5) Mr Gibb submitted that the legal tests were to be found in Judes [2001] EWCA Civ 825 per Schiemann LJ at paragraph 3:

[in Manzeke 1997 Imm AR 524 at page 531] ? Lord Woolf MR set out ? the appropriate test ?: even if the Tribunal had not made the error as to the credibility of the appellant, would it inevitably have reached the same conclusion? In other words, my task, if I am to refuse relief to the claimant ? is to be satisfied that had the IAT not made the clear error that it did, it would inevitably have reached the same conclusion. That is, of course, a very high hurdle for the defendant to leap over, and it has to be borne in mind that it arises in the context of an asylum case which demands ? the most anxious scrutiny ?

6) And in Gashi [2002] EWCA 227 (Admin) per Munby J at paragraphs 29 and 30:

Ms Giovannetti, I think, accepted what is, in any event, in my judgment, the law: that if Mr Grieves succeeds, as he has, in persuading me that there has been misdirection here, the matter has to go back to a different adjudicator for a fresh hearing unless she can demonstrate to me that no sensible adjudicator, properly directing himself or herself to all the relevant factors, could possibly arrive at any conclusion other than the conclusion at which in fact this adjudicator arrived. In other words, in this particular context, the text for resisting what would otherwise be the granting of a quashing order is the classic Wednesbury test.

### Dataset records:
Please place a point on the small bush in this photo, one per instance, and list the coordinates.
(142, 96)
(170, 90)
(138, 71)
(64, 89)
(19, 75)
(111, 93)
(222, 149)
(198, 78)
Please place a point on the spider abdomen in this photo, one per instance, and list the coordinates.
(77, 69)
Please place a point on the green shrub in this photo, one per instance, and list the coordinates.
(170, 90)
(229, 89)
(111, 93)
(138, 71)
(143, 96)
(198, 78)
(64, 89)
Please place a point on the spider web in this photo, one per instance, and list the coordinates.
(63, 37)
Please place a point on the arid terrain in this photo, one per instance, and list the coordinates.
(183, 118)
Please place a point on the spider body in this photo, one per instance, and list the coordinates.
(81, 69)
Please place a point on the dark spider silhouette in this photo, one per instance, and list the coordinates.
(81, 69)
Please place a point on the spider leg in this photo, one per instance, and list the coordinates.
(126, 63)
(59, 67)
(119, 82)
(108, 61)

### List of tasks:
A) Write out the stretch of the judgment excerpt from "[in Manzeke 1997" through "anxious scrutiny ?".
B) Name every judge that the judgment excerpt identifies by a judicial title.
The listing has no role in this work.

### Answers for this exercise:
A)
[in Manzeke 1997 Imm AR 524 at page 531] ? Lord Woolf MR set out ? the appropriate test ?: even if the Tribunal had not made the error as to the credibility of the appellant, would it inevitably have reached the same conclusion? In other words, my task, if I am to refuse relief to the claimant ? is to be satisfied that had the IAT not made the clear error that it did, it would inevitably have reached the same conclusion. That is, of course, a very high hurdle for the defendant to leap over, and it has to be borne in mind that it arises in the context of an asylum case which demands ? the most anxious scrutiny ?

B)
Schiemann LJ
Lord Woolf MR
Munby J